▶ [BRANO DA LEGGERE]:
•••
Infatti per gli apologeti dell’attuale modello sociale la sacralità del profitto, la logica d’impresa e la difesa del mercato sono dogmi indiscutibili.  L’importante, per gli apprendisti stregoni dei poteri forti, è che tutto fili liscio a costo di nascondere la cosiddetta polvere sotto il tappeto o di scaricare, impietosamente, lo sfortunato personaggio di turno che incappa nelle difficoltà giudiziarie del caso.
La stessa storia della Prima Repubblica italiana, particolarmente la questione afferente Tangentopoli, ha avuto, tra l’altro, un connotato di questo tipo ed ha imposto una narrazione tossica che ha eluso gli snodi veri di quel passaggio della storia d’Italia addossando, come in un romanzetto di quart’ordine, tutte le responsabilità ai mariuoli o ai disonesti dell’epoca.
•••
▶ [CONSEGNE DELL'ESERCIZIO]:
1. Indica se ciascuna affermazione concorda con il brano sulla Prima Repubblica, rispondendo sì o no e citando le parole decisive del brano: (a) per gli apologeti dell'attuale modello sociale la difesa del mercato è un dogma indiscutibile; (b) la narrazione su Tangentopoli ha affrontato gli snodi veri di quel passaggio della storia d'Italia; (c) quella narrazione ha attribuito tutte le responsabilità ai mariuoli o ai disonesti dell'epoca.
2. Prosegui, per favore, il brano sulla Prima Repubblica a partire dalla sua ultima frase.
Le voci non servono per questo lavoro.
•••
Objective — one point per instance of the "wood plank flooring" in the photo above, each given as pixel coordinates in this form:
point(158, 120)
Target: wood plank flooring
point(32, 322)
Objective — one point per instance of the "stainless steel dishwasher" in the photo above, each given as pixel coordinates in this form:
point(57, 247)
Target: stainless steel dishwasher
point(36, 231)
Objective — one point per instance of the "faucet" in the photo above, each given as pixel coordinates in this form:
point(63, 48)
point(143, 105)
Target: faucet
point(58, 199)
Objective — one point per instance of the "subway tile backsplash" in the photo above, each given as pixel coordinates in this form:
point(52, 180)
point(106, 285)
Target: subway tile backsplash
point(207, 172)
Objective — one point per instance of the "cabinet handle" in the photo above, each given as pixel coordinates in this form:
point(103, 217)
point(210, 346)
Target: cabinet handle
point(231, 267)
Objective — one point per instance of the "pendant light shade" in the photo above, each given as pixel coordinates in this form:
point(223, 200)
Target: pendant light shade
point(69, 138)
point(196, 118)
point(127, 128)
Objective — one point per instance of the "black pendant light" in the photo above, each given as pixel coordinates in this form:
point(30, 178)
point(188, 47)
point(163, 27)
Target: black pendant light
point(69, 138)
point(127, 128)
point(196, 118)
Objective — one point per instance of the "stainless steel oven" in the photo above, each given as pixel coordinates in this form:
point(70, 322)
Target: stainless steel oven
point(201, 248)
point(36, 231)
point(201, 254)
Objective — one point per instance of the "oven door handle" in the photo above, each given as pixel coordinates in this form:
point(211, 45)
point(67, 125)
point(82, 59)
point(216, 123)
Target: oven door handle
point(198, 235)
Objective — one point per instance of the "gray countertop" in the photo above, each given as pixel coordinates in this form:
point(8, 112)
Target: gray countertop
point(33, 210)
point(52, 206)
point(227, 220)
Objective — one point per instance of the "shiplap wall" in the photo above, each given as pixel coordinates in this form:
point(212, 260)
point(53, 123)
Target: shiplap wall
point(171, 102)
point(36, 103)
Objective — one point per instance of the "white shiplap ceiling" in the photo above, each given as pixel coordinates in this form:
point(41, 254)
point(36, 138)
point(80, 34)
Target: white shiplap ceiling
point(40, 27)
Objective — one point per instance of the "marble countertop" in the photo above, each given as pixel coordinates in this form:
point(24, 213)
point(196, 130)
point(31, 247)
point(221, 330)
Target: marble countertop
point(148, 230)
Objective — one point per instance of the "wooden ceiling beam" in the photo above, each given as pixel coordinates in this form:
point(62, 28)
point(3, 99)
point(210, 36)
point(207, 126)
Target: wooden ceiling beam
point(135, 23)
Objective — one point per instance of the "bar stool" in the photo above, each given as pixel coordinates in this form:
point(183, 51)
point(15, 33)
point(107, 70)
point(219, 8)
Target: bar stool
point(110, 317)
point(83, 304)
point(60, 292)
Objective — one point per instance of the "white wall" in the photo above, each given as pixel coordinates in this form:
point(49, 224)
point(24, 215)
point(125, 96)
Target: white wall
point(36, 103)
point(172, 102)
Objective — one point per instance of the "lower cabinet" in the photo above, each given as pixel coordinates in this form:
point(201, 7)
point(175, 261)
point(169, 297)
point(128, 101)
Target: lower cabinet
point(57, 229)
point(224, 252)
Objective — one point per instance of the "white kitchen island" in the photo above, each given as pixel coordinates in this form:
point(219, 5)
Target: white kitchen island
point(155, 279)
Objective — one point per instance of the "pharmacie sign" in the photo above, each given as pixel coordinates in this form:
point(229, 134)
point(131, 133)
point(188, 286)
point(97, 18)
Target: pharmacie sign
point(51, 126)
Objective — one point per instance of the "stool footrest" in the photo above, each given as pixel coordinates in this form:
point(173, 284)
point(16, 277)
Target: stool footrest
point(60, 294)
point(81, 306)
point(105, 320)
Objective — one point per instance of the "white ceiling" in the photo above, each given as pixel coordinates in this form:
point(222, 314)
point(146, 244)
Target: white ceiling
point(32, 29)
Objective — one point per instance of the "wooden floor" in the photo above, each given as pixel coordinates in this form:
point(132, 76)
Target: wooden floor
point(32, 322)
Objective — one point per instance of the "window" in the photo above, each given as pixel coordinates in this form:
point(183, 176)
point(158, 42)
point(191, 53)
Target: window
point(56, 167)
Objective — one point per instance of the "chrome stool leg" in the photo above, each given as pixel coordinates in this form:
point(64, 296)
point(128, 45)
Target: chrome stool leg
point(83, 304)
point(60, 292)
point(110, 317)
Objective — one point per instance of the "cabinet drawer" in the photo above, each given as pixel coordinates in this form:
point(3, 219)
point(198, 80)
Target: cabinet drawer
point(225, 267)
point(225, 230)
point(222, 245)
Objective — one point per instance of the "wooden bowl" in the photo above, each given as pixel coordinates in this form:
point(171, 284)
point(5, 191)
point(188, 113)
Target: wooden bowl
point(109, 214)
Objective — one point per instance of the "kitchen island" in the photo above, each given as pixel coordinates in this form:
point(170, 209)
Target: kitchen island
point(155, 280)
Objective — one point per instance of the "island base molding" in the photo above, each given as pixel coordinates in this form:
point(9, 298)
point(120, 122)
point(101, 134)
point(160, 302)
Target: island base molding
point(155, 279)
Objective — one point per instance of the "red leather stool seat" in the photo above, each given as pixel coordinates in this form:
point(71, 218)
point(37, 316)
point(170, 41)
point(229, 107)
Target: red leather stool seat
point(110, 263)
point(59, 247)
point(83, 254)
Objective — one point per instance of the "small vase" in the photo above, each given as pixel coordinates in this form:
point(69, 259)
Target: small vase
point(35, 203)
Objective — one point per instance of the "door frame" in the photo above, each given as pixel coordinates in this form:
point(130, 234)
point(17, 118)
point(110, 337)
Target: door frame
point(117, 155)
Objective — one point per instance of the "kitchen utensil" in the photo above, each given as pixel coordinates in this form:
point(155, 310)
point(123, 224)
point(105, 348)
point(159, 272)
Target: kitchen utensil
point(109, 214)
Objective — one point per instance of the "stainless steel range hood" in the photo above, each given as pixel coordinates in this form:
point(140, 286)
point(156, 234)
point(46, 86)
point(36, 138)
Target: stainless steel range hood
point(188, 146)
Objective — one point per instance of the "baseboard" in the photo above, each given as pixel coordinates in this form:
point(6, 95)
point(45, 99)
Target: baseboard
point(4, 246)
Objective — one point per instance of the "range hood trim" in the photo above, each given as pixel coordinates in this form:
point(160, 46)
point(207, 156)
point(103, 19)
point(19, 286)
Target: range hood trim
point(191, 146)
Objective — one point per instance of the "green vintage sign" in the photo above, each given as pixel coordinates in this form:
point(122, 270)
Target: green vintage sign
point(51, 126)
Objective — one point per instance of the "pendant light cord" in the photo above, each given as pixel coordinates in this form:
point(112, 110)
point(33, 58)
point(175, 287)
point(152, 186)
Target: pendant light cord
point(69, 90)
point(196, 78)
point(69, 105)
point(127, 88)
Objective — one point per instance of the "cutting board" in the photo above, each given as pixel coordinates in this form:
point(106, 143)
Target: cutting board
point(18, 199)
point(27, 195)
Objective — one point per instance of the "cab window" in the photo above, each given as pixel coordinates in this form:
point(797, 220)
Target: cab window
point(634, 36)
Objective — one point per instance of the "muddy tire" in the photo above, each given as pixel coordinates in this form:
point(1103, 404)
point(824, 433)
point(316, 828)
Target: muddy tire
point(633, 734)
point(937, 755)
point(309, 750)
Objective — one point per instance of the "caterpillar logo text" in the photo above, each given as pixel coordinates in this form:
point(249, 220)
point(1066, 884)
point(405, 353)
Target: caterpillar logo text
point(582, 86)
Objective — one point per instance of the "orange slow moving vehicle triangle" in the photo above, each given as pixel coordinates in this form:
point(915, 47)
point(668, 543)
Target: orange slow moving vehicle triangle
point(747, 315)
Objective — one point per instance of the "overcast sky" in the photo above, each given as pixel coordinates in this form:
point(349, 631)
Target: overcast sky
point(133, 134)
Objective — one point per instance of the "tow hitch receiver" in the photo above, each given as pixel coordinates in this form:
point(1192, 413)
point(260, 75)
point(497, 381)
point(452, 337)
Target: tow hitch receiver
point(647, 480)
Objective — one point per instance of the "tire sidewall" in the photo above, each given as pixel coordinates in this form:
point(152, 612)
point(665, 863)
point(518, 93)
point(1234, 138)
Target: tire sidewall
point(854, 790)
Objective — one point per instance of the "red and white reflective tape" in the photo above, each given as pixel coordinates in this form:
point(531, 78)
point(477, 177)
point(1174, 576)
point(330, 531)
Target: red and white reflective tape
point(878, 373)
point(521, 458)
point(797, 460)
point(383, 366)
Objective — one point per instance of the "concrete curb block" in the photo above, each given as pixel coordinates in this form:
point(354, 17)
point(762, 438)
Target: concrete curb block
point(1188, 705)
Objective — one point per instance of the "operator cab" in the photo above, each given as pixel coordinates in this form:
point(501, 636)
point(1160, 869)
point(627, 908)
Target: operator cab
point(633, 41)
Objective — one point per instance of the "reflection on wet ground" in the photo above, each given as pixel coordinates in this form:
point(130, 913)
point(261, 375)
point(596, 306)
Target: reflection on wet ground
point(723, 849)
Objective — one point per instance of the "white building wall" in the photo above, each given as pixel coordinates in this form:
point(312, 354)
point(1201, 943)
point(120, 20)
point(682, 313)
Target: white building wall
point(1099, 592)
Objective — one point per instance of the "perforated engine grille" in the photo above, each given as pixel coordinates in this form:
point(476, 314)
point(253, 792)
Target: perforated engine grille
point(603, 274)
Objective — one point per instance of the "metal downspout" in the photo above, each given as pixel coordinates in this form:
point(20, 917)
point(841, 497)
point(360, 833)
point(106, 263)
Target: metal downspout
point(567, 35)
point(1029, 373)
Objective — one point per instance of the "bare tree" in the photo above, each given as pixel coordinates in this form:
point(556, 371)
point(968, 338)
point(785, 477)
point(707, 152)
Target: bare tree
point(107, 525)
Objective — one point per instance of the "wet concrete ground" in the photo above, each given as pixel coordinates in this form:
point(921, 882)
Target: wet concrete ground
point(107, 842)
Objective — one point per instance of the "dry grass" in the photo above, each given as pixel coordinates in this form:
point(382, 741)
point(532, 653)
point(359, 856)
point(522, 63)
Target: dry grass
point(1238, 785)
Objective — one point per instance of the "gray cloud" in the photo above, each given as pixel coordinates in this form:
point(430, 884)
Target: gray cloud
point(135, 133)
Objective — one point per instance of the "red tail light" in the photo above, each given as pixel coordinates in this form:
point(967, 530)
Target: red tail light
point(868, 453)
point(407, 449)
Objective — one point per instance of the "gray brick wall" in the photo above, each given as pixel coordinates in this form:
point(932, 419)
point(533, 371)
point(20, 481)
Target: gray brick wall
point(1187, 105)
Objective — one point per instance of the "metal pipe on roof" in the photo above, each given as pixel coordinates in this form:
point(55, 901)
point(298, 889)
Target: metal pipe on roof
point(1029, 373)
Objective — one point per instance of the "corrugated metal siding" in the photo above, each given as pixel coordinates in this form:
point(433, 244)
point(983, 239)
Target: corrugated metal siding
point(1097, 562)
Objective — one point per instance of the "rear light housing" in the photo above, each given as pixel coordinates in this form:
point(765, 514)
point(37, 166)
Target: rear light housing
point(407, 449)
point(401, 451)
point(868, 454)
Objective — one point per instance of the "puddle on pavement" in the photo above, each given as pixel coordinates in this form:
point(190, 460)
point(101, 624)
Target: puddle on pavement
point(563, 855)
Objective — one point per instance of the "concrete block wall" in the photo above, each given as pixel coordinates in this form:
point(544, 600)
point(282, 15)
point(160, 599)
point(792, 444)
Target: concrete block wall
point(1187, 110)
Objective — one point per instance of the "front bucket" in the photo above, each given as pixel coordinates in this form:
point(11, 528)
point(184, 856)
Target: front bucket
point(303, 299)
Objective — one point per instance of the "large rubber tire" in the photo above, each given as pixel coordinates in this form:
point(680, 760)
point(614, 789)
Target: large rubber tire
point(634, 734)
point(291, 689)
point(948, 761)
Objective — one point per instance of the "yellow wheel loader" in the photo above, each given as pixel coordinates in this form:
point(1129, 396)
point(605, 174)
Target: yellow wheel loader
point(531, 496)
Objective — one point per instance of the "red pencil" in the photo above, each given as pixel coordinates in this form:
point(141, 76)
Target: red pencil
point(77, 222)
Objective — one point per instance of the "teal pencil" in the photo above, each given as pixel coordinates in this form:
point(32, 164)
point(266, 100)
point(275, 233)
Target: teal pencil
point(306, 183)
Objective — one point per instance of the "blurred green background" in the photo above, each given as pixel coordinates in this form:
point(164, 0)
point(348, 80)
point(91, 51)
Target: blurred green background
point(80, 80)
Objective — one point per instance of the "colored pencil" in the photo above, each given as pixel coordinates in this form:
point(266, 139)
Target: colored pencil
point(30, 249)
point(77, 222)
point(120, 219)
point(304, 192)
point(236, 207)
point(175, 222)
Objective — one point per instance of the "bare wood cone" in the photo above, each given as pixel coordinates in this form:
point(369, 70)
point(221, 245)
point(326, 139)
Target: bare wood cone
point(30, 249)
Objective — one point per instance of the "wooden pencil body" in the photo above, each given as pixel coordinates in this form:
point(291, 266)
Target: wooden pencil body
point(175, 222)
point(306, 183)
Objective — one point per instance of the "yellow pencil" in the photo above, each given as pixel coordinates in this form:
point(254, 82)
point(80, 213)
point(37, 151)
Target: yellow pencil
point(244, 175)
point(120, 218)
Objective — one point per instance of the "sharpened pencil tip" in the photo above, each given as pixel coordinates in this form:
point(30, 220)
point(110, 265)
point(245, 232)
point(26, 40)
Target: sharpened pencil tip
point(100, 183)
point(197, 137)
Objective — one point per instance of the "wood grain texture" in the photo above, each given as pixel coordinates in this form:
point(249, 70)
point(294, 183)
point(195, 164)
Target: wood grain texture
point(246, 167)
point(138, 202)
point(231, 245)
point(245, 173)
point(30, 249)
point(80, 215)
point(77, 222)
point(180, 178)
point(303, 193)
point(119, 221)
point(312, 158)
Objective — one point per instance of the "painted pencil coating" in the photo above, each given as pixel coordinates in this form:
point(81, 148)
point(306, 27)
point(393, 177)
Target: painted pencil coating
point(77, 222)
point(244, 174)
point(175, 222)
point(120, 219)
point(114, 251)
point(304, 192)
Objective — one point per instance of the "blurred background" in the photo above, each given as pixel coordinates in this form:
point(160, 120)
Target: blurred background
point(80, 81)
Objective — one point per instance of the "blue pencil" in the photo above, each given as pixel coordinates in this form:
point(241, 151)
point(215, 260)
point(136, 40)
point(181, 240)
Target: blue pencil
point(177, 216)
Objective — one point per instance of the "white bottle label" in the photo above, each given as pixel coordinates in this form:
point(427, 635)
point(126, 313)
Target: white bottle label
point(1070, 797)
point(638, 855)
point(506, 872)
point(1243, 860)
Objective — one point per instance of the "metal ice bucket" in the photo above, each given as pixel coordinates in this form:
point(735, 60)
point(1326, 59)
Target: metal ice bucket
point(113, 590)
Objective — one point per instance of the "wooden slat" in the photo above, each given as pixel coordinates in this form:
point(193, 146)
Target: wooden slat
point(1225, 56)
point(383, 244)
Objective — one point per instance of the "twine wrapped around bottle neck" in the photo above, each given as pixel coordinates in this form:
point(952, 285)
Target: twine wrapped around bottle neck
•••
▶ [RISPOSTE DELL'ESERCIZIO]:
1.
(a) Sì: "la sacralità del profitto, la logica d’impresa e la difesa del mercato sono dogmi indiscutibili".
(b) No: "ha eluso gli snodi veri di quel passaggio della storia d’Italia".
(c) Sì: "addossando, come in un romanzetto di quart’ordine, tutte le responsabilità ai mariuoli o ai disonesti dell’epoca".

2.
Da questa assunzione di principi, da parte dei vari commentatori,  deriva, ovviamente, l’impunibilità penale e l’assoluta assenza di critica verso l’onnipotenza dei mercati finanziari dediti ad attività speculative i cui effetti nefasti antisociali ricadono inequivocabilmente sulla società e sui settori popolari più esposti alla crisi.
A tal proposito non importa se una decisione di un consiglio di amministrazione o di un organo sovranazionale provoca un disastro umanitario o una stagione di macelleria sociale in questo o quel posto del mondo. Per Lor Signori tutto deve risultare pulito e tutto è reso accettabile alla legalità borghese a condizione di non impattare, in maniera scoperta e rumorosa, con le norme dei codici penali e con la cattiva coscienza delle opinioni pubbliche.
Del resto già Marx, nel descrivere l’esordio sul proscenio del modo di produzione capitalistico, presentava questa tendenza storica come una lunga fase propriamente predatrice e, schiettamente, criminale definendola accumulazione originaria.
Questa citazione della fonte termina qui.